Proposed Budget Cuts Would Leave Behind The World’s Most Vulnerable, Undermine Our Future

1,000 Days is deeply troubled by the Trump Administration’s proposed budget for Fiscal Year 2018, which, through drastic cuts to lifesaving foreign assistance programs, would hurt the world’s poorest and most vulnerable people.  These cuts come at a time when the world is facing a vast crisis of malnutrition and famine that is taking the lives of young children each day.

The Administration’s proposed 28% cut to the foreign assistance budget is simply not in the national interest of the United States. It will not make Americans any safer or more prosperous and will do little to balance our country’s budget. On the contrary, this shortsighted request will ultimately cost American taxpayers more money, requiring more costly interventions in subsequent years to address the destabilizing effect that malnutrition, poverty, and disease have on communities.

Foreign assistance programs, which constitute less than 1% of the federal budget, have outsized impact around the world. U.S. investments to combat global malnutrition deliver proven interventions that save and improve lives and build trading partners for American businesses. Annual GDP losses attributable to malnutrition average 12% in Africa and Asia, eclipsing the GDP losses experienced after the 2008 global financial crisis. But, for every $1 invested in improving nutrition in the 1,000 day window between pregnancy and age two, we see a return of $48 in better health and economic productivity.

To see sustainable gains in nutrition, we must ensure that a multi-sectoral range of programs is protected and, ultimately, grown. This includes bilateral U.S. development investments as well as our country’s contributions to critical multilateral organizations, such as the United Nations and the World Bank. And, to effectively deliver, we must ensure that the expertise of USAID, the U.S. government’s lead development agency, is strengthened.

We look to Members of Congress to continue their remarkable leadership in promoting international development by securing and protecting the FY 2018 International Affairs budget as an investment in our national security and in our future prosperity.

* **RECORD EXCERPTS**:

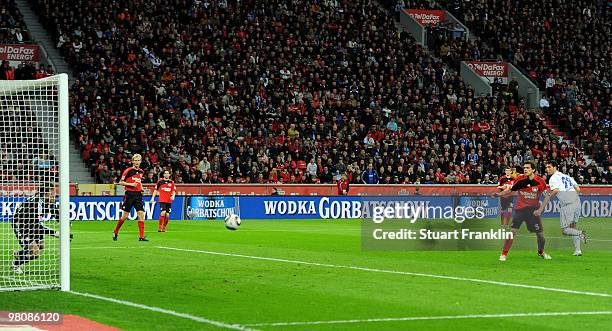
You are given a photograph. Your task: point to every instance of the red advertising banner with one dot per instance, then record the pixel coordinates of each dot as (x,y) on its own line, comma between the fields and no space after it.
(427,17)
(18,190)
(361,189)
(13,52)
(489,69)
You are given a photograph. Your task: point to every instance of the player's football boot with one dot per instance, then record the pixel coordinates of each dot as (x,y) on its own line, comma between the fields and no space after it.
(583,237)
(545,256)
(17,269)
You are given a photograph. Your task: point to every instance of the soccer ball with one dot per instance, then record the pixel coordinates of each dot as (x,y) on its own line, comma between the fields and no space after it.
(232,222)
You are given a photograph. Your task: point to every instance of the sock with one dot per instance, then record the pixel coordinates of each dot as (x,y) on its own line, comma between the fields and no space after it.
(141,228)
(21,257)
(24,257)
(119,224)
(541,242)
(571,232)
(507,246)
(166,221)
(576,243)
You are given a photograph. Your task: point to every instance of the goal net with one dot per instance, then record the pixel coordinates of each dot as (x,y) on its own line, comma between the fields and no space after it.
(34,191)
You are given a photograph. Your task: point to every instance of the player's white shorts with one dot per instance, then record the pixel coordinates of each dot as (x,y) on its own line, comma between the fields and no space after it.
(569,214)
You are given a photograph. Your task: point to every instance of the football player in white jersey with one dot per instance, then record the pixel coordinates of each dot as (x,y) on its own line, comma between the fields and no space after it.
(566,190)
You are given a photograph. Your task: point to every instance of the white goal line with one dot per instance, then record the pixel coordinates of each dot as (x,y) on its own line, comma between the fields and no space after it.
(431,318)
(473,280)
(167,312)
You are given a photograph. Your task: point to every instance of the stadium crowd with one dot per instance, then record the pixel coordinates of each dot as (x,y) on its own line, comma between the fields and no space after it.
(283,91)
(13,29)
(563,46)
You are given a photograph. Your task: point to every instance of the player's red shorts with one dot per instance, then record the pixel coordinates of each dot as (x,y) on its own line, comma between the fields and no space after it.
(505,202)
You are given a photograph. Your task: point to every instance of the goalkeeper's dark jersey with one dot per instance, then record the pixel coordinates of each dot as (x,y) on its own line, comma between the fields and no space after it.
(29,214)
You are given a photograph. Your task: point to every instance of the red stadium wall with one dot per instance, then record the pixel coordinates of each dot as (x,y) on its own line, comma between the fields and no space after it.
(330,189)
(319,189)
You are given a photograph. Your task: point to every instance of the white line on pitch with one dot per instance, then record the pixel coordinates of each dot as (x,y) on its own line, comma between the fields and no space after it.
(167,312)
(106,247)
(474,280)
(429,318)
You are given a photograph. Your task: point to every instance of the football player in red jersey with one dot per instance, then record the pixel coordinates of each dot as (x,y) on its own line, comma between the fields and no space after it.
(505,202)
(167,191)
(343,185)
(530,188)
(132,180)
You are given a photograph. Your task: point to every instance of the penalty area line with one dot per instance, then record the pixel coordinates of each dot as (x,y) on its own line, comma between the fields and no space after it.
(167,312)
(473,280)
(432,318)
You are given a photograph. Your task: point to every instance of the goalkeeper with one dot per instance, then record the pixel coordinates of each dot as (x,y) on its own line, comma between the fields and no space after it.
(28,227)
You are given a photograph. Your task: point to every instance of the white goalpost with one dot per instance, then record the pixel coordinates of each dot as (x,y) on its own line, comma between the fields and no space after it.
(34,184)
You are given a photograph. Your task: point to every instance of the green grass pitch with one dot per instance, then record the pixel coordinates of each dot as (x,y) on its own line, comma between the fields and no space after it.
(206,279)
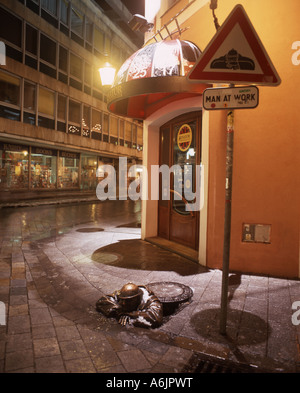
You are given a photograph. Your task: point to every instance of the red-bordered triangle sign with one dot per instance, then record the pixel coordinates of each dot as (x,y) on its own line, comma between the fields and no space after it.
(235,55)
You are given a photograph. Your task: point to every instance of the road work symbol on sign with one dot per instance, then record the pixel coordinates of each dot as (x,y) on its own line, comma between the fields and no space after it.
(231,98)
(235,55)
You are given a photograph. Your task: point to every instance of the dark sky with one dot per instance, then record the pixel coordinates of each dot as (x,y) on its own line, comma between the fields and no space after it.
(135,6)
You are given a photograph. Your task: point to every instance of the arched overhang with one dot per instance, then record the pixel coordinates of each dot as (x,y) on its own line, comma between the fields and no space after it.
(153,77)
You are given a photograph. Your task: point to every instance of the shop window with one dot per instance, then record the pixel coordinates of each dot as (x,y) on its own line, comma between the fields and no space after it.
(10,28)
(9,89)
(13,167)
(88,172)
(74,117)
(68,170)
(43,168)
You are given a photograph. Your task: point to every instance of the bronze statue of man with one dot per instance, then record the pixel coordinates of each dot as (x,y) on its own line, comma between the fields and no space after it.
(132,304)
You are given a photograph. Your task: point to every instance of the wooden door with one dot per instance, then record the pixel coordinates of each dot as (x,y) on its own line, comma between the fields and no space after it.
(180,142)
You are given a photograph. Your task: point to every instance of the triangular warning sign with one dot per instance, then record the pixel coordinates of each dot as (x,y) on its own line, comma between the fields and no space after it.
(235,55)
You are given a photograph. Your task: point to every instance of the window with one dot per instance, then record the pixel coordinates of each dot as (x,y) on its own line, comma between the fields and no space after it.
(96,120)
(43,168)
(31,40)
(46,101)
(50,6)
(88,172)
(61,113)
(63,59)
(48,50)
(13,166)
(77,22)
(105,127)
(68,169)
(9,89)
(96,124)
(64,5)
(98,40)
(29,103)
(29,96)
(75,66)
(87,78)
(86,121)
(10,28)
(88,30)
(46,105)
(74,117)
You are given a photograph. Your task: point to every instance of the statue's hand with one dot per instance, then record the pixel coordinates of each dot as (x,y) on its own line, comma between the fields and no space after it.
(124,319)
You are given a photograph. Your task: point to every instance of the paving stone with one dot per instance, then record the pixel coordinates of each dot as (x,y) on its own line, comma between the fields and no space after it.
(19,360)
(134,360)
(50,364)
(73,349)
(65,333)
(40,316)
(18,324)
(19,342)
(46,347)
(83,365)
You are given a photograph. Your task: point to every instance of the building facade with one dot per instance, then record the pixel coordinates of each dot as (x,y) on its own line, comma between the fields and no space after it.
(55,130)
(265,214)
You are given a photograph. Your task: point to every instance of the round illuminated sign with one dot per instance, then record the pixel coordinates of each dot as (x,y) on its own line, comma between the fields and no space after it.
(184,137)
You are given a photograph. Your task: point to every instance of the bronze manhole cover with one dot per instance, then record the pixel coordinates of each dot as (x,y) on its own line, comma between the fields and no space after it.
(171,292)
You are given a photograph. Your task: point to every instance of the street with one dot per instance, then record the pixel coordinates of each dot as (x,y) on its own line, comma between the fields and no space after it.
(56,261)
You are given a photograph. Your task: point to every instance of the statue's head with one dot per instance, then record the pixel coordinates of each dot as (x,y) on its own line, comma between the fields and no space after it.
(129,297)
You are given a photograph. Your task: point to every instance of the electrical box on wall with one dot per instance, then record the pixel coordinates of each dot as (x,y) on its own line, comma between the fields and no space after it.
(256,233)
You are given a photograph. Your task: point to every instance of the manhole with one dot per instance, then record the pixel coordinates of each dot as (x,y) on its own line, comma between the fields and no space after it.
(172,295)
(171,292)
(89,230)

...

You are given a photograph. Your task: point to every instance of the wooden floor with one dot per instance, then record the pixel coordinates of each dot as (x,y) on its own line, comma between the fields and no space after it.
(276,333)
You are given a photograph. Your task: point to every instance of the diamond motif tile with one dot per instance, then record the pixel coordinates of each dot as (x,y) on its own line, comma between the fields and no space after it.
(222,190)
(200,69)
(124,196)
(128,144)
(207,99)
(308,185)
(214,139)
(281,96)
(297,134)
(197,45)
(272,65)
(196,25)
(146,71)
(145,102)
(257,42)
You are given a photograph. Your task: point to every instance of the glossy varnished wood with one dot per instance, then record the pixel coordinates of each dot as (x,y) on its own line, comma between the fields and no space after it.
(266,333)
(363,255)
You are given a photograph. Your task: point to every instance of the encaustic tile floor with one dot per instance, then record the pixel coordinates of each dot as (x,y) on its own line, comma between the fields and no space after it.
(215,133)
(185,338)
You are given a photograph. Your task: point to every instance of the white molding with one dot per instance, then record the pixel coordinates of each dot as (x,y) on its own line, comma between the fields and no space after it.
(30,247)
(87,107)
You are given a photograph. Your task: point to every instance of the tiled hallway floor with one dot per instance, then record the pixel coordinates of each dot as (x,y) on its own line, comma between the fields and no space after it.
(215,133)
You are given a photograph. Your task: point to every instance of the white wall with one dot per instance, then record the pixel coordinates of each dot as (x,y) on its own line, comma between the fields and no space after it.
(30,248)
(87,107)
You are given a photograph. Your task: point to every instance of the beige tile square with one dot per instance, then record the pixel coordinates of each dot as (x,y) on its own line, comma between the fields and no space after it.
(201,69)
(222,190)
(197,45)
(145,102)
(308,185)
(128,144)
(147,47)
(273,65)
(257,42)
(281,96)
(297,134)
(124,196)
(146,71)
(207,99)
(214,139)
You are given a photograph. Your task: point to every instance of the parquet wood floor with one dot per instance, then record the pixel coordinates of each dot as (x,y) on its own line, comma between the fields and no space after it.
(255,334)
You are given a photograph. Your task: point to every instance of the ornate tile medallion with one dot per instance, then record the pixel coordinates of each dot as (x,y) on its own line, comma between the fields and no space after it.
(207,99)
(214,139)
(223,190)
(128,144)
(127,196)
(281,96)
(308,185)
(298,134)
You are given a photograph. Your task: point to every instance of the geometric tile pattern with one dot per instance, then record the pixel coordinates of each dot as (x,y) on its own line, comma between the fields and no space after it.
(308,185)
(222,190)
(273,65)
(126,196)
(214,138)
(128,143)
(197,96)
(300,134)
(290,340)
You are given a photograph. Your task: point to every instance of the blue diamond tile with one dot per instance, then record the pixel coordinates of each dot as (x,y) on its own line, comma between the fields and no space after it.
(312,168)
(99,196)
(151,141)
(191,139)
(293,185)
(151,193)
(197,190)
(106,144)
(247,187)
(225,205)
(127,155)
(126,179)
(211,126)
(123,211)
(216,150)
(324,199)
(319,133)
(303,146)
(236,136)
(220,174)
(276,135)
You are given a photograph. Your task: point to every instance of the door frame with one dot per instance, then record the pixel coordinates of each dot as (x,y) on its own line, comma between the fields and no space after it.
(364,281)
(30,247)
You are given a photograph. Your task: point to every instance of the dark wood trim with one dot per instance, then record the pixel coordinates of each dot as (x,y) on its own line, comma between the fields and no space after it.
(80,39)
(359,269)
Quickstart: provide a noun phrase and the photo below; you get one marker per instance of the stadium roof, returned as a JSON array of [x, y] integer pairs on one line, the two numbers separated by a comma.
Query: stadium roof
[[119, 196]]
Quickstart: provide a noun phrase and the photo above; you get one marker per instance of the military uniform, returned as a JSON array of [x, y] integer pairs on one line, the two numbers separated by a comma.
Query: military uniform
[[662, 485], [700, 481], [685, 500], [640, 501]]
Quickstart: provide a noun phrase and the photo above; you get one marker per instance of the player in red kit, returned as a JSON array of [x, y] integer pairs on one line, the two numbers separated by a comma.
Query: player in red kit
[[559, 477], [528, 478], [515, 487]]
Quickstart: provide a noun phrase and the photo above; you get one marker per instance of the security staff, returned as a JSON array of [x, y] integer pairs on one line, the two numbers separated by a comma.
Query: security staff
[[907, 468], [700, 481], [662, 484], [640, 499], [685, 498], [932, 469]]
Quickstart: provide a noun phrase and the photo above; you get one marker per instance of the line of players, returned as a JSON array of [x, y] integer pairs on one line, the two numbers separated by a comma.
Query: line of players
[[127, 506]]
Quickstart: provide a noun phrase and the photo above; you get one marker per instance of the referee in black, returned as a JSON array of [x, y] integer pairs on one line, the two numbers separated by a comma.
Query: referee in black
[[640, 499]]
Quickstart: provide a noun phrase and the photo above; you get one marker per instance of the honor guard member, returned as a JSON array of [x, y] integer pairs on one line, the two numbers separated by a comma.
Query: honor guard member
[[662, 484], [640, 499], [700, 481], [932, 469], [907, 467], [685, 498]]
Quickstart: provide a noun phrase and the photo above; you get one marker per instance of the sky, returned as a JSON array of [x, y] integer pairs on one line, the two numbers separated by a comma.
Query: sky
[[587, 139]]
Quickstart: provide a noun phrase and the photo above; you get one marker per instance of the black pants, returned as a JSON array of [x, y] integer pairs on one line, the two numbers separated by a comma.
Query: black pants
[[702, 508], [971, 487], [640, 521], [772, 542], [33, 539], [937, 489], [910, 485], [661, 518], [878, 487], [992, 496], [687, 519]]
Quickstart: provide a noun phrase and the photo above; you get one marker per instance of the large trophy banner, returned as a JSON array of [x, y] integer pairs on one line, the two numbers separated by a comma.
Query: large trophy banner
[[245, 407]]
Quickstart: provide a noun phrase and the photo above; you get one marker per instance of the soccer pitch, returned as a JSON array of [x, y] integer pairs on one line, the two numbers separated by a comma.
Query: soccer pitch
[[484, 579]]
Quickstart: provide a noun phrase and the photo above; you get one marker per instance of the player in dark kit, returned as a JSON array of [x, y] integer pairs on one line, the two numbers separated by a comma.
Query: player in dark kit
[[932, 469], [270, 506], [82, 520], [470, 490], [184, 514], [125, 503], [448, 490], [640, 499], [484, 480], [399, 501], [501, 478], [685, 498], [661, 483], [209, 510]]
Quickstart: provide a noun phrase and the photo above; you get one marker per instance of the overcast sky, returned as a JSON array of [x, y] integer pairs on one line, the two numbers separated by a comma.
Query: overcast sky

...

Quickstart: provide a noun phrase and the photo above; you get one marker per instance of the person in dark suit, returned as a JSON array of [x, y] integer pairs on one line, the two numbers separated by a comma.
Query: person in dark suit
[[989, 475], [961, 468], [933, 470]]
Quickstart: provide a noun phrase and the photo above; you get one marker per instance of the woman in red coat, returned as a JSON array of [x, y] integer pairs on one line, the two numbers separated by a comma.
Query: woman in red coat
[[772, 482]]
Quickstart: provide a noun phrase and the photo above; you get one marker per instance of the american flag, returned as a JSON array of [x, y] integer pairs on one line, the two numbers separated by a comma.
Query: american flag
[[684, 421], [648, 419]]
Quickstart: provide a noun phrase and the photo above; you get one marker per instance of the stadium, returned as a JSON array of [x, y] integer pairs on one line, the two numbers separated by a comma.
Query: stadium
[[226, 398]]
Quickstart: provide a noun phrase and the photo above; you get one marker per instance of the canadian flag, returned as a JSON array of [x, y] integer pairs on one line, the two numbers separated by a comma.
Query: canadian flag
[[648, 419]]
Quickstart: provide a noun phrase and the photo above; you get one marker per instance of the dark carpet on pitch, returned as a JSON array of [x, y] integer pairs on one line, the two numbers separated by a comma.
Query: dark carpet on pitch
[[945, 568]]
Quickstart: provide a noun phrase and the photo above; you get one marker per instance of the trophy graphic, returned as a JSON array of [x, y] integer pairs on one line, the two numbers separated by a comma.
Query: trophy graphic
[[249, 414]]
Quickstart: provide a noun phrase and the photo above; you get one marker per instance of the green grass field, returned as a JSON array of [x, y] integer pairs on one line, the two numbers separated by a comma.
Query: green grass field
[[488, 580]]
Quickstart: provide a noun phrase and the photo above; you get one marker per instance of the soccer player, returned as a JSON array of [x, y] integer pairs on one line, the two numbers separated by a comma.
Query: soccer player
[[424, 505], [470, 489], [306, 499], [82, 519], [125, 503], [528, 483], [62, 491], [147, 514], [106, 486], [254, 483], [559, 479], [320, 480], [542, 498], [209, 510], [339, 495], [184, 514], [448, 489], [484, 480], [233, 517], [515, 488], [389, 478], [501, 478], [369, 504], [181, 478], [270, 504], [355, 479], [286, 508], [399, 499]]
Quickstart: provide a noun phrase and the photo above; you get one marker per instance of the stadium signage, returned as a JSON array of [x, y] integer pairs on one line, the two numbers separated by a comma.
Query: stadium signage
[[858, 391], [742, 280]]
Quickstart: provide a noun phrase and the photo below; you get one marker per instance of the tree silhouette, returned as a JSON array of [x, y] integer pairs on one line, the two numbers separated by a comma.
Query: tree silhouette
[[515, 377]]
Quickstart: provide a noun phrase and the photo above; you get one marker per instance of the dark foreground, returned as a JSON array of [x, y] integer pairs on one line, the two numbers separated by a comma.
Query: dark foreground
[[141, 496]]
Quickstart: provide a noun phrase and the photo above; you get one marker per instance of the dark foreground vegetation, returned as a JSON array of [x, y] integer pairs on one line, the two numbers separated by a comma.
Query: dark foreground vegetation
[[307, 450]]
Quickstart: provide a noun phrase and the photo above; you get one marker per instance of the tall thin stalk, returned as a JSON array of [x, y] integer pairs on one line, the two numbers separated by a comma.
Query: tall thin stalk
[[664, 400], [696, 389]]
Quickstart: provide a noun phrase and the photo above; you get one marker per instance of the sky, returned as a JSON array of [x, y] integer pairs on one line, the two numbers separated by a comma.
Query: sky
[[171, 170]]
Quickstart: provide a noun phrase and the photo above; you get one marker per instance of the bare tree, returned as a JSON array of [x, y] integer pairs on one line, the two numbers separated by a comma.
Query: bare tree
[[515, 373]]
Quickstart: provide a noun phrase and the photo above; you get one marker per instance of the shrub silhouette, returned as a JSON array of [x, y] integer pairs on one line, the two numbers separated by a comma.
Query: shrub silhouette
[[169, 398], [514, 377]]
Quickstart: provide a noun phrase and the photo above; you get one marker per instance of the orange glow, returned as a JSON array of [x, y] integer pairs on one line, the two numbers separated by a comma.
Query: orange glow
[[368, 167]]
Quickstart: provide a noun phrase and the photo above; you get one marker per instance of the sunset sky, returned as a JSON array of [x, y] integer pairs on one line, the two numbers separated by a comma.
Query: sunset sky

* **WORK INSTRUCTION 1**: Copy out everything in the budget statement from "1,000 Days is" down to "children each day.", switching "famine" to "starvation".
* **WORK INSTRUCTION 2**: Render this sentence from the budget statement in Spanish: "Foreign assistance programs, which constitute less than 1% of the federal budget, have outsized impact around the world."

* **OUTPUT 1**:
1,000 Days is deeply troubled by the Trump Administration’s proposed budget for Fiscal Year 2018, which, through drastic cuts to lifesaving foreign assistance programs, would hurt the world’s poorest and most vulnerable people.  These cuts come at a time when the world is facing a vast crisis of malnutrition and starvation that is taking the lives of young children each day.

* **OUTPUT 2**: Los programas de asistencia exterior, que constituyen menos del 1 % del presupuesto federal, tienen un impacto desmesurado en todo el mundo.